◆ **THE TASK**
Type the entries again, word for word.

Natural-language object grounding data
Segment Open

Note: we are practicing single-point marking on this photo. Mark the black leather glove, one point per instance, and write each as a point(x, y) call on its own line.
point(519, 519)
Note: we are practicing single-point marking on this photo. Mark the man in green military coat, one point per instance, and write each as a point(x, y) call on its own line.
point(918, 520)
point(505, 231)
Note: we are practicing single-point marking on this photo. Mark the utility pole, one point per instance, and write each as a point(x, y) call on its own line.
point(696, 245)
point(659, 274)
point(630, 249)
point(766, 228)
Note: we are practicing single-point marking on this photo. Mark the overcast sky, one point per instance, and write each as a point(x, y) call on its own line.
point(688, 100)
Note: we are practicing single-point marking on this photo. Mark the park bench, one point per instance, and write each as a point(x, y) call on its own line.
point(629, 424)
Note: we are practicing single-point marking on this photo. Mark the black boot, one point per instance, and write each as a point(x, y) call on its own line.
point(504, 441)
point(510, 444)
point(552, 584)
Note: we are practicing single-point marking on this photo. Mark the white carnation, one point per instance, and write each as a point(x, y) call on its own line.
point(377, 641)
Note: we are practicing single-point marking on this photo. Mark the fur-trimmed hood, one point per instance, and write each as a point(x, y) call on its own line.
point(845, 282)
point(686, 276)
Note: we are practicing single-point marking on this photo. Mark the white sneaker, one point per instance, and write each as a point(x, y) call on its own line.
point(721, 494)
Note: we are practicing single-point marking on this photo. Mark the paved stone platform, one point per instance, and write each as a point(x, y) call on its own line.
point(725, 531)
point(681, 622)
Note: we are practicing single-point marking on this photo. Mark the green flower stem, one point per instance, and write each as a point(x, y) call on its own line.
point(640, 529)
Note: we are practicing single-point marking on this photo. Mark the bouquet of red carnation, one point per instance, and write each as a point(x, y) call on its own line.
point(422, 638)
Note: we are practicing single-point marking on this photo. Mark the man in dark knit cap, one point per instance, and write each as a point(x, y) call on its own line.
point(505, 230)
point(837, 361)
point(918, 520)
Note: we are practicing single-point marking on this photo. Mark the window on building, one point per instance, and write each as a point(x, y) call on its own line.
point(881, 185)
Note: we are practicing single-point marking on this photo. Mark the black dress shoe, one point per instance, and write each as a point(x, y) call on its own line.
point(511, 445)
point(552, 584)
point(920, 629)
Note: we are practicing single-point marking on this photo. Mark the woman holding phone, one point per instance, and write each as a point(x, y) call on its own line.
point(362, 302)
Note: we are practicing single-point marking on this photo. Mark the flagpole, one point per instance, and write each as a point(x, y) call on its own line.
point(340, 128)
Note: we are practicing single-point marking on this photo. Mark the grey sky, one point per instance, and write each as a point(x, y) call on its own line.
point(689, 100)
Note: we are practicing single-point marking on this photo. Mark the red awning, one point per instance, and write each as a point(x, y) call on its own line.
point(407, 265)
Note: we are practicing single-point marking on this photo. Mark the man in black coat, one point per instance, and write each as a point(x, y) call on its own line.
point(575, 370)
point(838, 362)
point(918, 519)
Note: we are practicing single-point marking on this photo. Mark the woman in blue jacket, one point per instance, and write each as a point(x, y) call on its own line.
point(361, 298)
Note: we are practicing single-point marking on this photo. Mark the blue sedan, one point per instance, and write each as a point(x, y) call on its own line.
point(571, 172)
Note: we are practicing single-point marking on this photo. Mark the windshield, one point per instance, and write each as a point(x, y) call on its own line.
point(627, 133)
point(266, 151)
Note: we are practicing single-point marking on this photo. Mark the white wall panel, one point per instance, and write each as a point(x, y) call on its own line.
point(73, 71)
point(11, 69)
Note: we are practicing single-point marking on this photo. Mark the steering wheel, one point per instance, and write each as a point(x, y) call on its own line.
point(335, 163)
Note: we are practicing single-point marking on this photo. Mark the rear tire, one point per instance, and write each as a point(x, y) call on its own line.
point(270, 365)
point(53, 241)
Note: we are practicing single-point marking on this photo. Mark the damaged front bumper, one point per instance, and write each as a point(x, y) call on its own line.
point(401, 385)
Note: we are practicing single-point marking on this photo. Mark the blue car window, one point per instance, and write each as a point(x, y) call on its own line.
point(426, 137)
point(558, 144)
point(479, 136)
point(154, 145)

Segment Closed

◆ **EXERCISE ANSWER**
Note: we are practicing single-point marking on this photo. Mark the black leather glove, one point per instance, and write each as a point(x, y) call on its own line.
point(519, 519)
Note: we are practicing single-point marking on this photo. Mark the man in green military coat, one point per instance, and write each as a point(x, y) call on its own line.
point(918, 520)
point(505, 231)
Note: we are practicing single-point marking on this photo. Mark the utility pole, one point per instance, and write each as a point(x, y) call on its own line.
point(696, 245)
point(659, 274)
point(630, 249)
point(766, 228)
Note: we are practicing single-point marking on this photo. Mark the overcast sky, one point per instance, and write each as a point(x, y) call on its own line.
point(688, 100)
Note: we are practicing single-point marking on this photo. Mark the park bench, one point per instance, and write each as a point(x, y) call on its own line.
point(629, 424)
Note: we are practicing single-point marking on this photo. Mark the black boot, one point per instance, and write each as a point(x, y) call on its own line.
point(504, 441)
point(510, 444)
point(552, 584)
Note: we are practicing single-point marking on this photo. Mark the white carnation, one point per instance, and write each as a point(x, y) call on its own line.
point(377, 641)
Note: we are practicing single-point marking on this photo. Mark the fur-trimmed hood, one point per instance, and write each as a point(x, y) call on its own line.
point(845, 282)
point(686, 276)
Note: we are practicing single-point marking on this photo. Mark the white sneaker, one point per instance, and write each as a point(x, y) call on its own line.
point(721, 494)
Note: we are practicing single-point marking on this photo. Mark the paved stone platform, one point per instance, and write each as a point(x, y) call on its own line.
point(725, 531)
point(681, 622)
Note: we are practicing single-point marking on this photo. Mark the green flower stem, one point per instance, and write each as a point(x, y) call on its own line.
point(640, 529)
Note: we are practicing single-point marking on this photo. Mark the bouquet of red carnation, one point per instance, and write each as a point(x, y) call on its own line.
point(422, 638)
Note: we are practicing single-point marking on this photo. Mark the man in dark knit cap, one point per instance, and write each as a point(x, y) call on its own line.
point(505, 230)
point(837, 361)
point(918, 520)
Note: we are practicing single-point marking on this photo. Mark the window on building, one point per instance, and write each as a point(x, y) call on its own line.
point(881, 185)
Note: we are practicing single-point marking on this photo. Mark the black dress shoe, one point per instance, and write each as a point(x, y) call on its own line.
point(511, 445)
point(552, 584)
point(920, 629)
Note: we are practicing single-point marking on this photo. Mark the woman holding phone, one point per instance, and write each as a point(x, y) call on its own line.
point(362, 302)
Note: we are practicing single-point marking on this photo. Mark the flagpole, one point per instance, and write each as a point(x, y) call on its own line.
point(340, 128)
Note: we are practicing single-point marking on this photo. Mark the grey sky, one point per instance, and write each as a point(x, y) call on its own line.
point(689, 100)
Note: we are practicing single-point marking on this photo. Mark the red awning, one point per instance, and write each as a point(x, y) call on its own line.
point(407, 265)
Note: we are practicing single-point marking on this photo. Mark the man in black coat, one point per instance, and write each as a point(x, y) call on its own line.
point(575, 370)
point(838, 362)
point(918, 519)
Note: we are practicing single-point marking on this photo. Mark the woman in blue jacket, one point per instance, and write each as a point(x, y) call on its own line.
point(361, 298)
Note: we are practicing single-point marking on this photo. Mark the blue sedan, one point per instance, and write each as a point(x, y) call on its own line.
point(571, 172)
Note: we are practicing single-point marking on this photo. Mark the windshield, one point per instance, and write each as a point(x, y) call on its own line.
point(627, 133)
point(266, 151)
Note: we are practicing single-point marking on this photo. Mark the white wall panel, one point per instance, and write each as a point(x, y) call on its own line.
point(73, 71)
point(11, 69)
Note: we are practicing single-point marking on this photo. Mark the steering wheel, one point per instance, and write each as a point(x, y) call on its own line.
point(335, 163)
Note: we are practicing single-point marking on this photo. Mark the rear tire, one point per instance, and write each as a point(x, y) call on its own line.
point(270, 365)
point(53, 241)
Note: we are practicing single-point marking on this photo. Mark the damaged front bumper, one point per instance, and write each as a point(x, y) call on its own line.
point(401, 385)
Note: we are practicing single-point marking on this photo. Mark the blue car window, one point per instance, and write each as a point(x, y) call on its own line.
point(426, 137)
point(558, 144)
point(479, 136)
point(154, 145)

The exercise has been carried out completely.